* BEGIN Stored records *

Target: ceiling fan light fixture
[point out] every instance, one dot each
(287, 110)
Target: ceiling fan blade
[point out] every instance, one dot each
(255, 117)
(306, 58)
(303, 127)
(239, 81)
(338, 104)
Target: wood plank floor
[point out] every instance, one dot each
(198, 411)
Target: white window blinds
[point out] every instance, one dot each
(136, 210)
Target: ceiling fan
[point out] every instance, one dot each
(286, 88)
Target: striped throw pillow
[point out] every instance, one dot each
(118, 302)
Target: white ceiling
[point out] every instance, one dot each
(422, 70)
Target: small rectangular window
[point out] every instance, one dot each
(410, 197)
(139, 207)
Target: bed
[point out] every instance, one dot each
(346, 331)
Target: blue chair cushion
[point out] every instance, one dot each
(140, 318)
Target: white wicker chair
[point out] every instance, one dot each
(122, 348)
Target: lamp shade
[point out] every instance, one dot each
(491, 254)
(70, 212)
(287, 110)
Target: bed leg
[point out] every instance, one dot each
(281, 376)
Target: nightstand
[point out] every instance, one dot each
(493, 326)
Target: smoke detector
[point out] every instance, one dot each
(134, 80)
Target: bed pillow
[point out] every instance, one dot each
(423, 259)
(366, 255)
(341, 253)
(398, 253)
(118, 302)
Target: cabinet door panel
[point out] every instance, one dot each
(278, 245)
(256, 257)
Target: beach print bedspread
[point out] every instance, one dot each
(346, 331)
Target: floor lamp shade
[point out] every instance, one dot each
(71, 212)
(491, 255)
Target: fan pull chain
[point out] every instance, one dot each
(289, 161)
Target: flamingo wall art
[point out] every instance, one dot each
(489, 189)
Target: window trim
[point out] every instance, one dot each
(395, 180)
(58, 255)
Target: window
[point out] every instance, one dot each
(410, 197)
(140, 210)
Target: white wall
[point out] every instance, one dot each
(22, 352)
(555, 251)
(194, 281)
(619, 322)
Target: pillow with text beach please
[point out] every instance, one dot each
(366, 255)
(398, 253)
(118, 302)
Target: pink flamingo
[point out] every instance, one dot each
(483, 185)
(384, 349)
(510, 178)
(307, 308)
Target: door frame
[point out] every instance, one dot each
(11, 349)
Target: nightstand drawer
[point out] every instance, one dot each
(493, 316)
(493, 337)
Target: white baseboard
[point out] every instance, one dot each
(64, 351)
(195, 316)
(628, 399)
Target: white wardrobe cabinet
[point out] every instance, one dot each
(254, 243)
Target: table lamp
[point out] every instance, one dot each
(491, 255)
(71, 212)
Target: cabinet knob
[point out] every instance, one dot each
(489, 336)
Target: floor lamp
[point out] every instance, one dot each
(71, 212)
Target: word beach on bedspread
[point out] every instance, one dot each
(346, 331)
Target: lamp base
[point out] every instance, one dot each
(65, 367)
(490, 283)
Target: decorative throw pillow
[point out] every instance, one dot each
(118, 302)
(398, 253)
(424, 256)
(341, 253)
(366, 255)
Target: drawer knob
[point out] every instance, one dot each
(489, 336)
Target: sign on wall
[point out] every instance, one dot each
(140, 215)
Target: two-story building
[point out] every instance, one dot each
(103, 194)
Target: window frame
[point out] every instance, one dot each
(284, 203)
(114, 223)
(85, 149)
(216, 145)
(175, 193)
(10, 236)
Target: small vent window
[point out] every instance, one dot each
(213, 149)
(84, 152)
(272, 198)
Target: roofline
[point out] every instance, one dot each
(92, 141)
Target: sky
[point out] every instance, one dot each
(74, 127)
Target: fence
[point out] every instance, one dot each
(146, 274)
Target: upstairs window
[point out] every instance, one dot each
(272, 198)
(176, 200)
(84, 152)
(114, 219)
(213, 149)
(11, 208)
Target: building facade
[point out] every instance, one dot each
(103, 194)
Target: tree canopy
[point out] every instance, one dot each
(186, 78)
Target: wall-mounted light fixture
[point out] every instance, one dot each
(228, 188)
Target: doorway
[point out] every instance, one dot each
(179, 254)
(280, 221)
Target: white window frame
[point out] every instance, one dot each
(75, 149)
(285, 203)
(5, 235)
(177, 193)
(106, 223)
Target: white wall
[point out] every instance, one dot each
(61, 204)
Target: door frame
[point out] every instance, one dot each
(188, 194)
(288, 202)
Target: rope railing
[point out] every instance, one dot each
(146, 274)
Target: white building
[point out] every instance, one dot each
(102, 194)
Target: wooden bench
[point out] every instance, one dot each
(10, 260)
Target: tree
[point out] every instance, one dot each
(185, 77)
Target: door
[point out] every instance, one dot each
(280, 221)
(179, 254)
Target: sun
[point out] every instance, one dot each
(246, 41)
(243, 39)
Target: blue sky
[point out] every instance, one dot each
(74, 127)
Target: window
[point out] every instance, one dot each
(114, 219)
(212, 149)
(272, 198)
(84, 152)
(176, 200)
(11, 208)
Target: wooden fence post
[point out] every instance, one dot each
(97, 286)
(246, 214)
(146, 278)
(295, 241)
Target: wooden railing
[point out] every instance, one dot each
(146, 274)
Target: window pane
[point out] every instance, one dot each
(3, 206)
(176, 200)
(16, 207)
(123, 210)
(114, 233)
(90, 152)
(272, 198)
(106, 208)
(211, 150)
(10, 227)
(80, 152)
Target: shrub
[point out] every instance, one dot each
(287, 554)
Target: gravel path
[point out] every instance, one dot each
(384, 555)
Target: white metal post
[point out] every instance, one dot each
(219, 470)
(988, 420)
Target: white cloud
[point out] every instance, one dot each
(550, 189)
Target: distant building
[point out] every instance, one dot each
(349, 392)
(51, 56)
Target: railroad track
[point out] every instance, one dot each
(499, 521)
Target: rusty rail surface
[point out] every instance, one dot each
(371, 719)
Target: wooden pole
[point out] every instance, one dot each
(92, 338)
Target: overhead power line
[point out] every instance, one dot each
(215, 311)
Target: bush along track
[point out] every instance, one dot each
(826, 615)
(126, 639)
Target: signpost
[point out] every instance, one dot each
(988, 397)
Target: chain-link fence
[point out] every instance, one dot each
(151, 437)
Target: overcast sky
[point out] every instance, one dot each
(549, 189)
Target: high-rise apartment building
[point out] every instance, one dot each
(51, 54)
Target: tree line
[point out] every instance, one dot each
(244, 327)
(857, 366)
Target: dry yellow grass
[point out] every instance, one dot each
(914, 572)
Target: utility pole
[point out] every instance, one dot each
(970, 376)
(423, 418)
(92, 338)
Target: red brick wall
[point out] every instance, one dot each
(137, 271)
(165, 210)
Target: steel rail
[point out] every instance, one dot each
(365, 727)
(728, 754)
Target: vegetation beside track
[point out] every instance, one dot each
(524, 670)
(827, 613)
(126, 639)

* END Stored records *

*Exercise directions:* The records above should be returned exactly.

*Final result:*
Target: ceiling fan light fixture
[point out] every instance, one dot each
(287, 110)
Target: ceiling fan blade
[point out] every instance, one dot each
(255, 117)
(306, 58)
(303, 127)
(239, 81)
(338, 104)
Target: wood plank floor
[point out] every instance, one dot each
(198, 411)
Target: white window blinds
[point out] every instance, one dot each
(136, 210)
Target: ceiling fan
[point out] every instance, one dot each
(286, 88)
Target: striped throw pillow
[point out] every instance, one dot each
(118, 302)
Target: white ceiling
[point out] every instance, one dot each
(422, 70)
Target: small rectangular window
[point out] every instance, one dot each
(410, 197)
(139, 207)
Target: bed
[point out] every instance, one dot each
(346, 331)
Target: blue chair cushion
[point out] every instance, one dot each
(140, 318)
Target: white wicker chair
[point out] every instance, one dot each
(122, 348)
Target: lamp shade
[point out] every instance, one dot each
(491, 254)
(70, 212)
(287, 110)
Target: bed leg
[point out] every instance, one dot each
(281, 376)
Target: nightstand
[point out] every instance, one dot each
(493, 326)
Target: smoke detector
[point out] every instance, one dot each
(134, 80)
Target: bed pillow
[point out] every instance, one dot each
(423, 259)
(366, 255)
(341, 253)
(398, 253)
(118, 302)
Target: cabinet door panel
[point out] every instance, one dot each
(278, 245)
(256, 257)
Target: beach print bedspread
[point out] every instance, one dot each
(346, 331)
Target: floor lamp shade
[point out] every instance, one dot each
(71, 212)
(491, 255)
Target: fan pull chain
[point out] every instance, one dot each
(289, 161)
Target: flamingo wall art
[point out] every instance, one dot each
(489, 189)
Target: window trim
[point out] every instance, one dot each
(395, 180)
(58, 255)
Target: window
[point out] every instance, one dot each
(410, 197)
(140, 210)
Target: white wall
[point out] every instance, one dot each
(22, 352)
(555, 251)
(194, 281)
(619, 322)
Target: pillow with text beach please
[point out] every instance, one dot each
(366, 255)
(398, 253)
(118, 302)
Target: pink flamingo
[point out] every instance, one dot each
(483, 185)
(384, 349)
(510, 178)
(307, 308)
Target: door frame
[point out] every instance, one dot each
(11, 349)
Target: nightstand drawer
[point out] every instance, one dot each
(493, 316)
(493, 337)
Target: white baseboard
[point out] every instance, one dot each
(64, 351)
(195, 316)
(628, 399)
Target: white wardrobe cabinet
[point out] every instance, one dot each
(254, 243)
Target: table lamp
[point out] every instance, one dot each
(491, 255)
(71, 212)
Target: cabinet knob
[point out] every instance, one dot each
(489, 336)
Target: floor lamp
[point out] every instance, one dot each
(71, 212)
Target: word beach on bedspread
[point out] every instance, one dot each
(346, 331)
Target: lamp base
[point out] every instance, one dot each
(65, 367)
(490, 283)
Target: decorative throw pillow
[point out] every instance, one dot each
(118, 302)
(398, 253)
(424, 256)
(341, 253)
(366, 255)
Target: drawer knob
[point out] every instance, one dot each
(489, 336)
Target: sign on wall
[point out] every instance, one dot each
(140, 215)
Target: two-story building
[point out] every instance, one dot each
(103, 194)
Target: window frame
[point out] every instance, one dot each
(284, 203)
(114, 223)
(85, 149)
(216, 145)
(175, 193)
(10, 236)
Target: small vent window
[point out] every instance, one dot each
(213, 149)
(84, 152)
(272, 198)
Target: roofline
[point out] every instance, one dot each
(92, 141)
Target: sky
[point out] every instance, one dot each
(74, 127)
Target: fence
[point out] every instance, one dot each
(146, 274)
Target: upstairs window
[point out] every instance, one dot each
(272, 198)
(176, 200)
(84, 152)
(114, 219)
(213, 149)
(11, 208)
Target: building facade
[point out] every instance, one dot each
(103, 194)
Target: tree canopy
[point out] every instance, one dot each
(186, 78)
Target: wall-mounted light fixture
[point out] every instance, one dot each
(228, 188)
Target: doorway
[point out] every instance, one dot each
(179, 254)
(280, 221)
Target: white window frame
[point out] every instance, one dot each
(75, 149)
(285, 203)
(5, 235)
(177, 193)
(106, 223)
Target: white wall
[point out] every instance, one dot each
(61, 204)
Target: door frame
[point out] every instance, one dot each
(188, 194)
(288, 202)
Target: rope railing
[point out] every instance, one dot each
(146, 274)
Target: white building
[point out] every instance, one dot each
(102, 194)
Target: wooden bench
[point out] every instance, one dot each
(10, 260)
Target: tree
[point out] every instance, one dot each
(185, 77)
Target: door
[point out] every instance, one dot each
(280, 221)
(179, 254)
Target: sun
[point out] every instance, one dot each
(246, 41)
(243, 39)
Target: blue sky
[point out] every instance, one dot each
(74, 127)
Target: window
[point out] every instance, one dot each
(114, 219)
(212, 149)
(272, 198)
(84, 152)
(176, 200)
(11, 208)
Target: wooden fence post
[point out] every instance, one dot each
(97, 286)
(246, 214)
(146, 278)
(295, 241)
Target: wooden railing
[point out] every instance, one dot each
(146, 274)
Target: window pane
[point out] every instance, one dot each
(3, 206)
(176, 200)
(16, 207)
(123, 210)
(114, 233)
(90, 152)
(272, 198)
(106, 208)
(211, 150)
(10, 227)
(80, 152)
Target: shrub
[point out] every instance, one dot each
(287, 554)
Target: gravel path
[point out] every instance, one dot each
(384, 555)
Target: white metal post
[point out] every instance, one dot each
(219, 470)
(988, 420)
Target: white cloud
[point out] every instance, one dot each
(550, 189)
Target: distant building
[point out] every instance, one dot each
(349, 392)
(51, 56)
Target: railroad track
[point out] every instance, one dot each
(499, 521)
Target: rusty rail surface
[point out] every instance, one dot each
(371, 719)
Target: wooden pole
[point out] every instance, one dot each
(92, 338)
Target: overhead power line
[point out] every instance, one dot each
(215, 311)
Target: bush along track
[point out] every instance, one dot each
(826, 615)
(126, 639)
Target: signpost
[point out] every instance, one dot each
(988, 397)
Target: chain-link fence
[point out] every instance, one dot each
(151, 437)
Target: overcast sky
[point out] every instance, one dot each
(549, 189)
Target: high-rise apartment building
[point out] every instance, one dot each
(51, 54)
Target: tree line
[point out] every instance, one dot each
(244, 327)
(857, 366)
Target: dry yellow grass
[point out] every instance, one dot each
(914, 572)
Target: utility pole
[point out] every instance, one dot each
(970, 376)
(423, 418)
(92, 338)
Target: red brick wall
[point out] every instance, one dot each
(137, 271)
(165, 210)
Target: steel rail
[point out] every instance, one dot each
(365, 727)
(728, 754)
Target: vegetation beside track
[point out] every instance, one dot each
(524, 670)
(827, 613)
(126, 639)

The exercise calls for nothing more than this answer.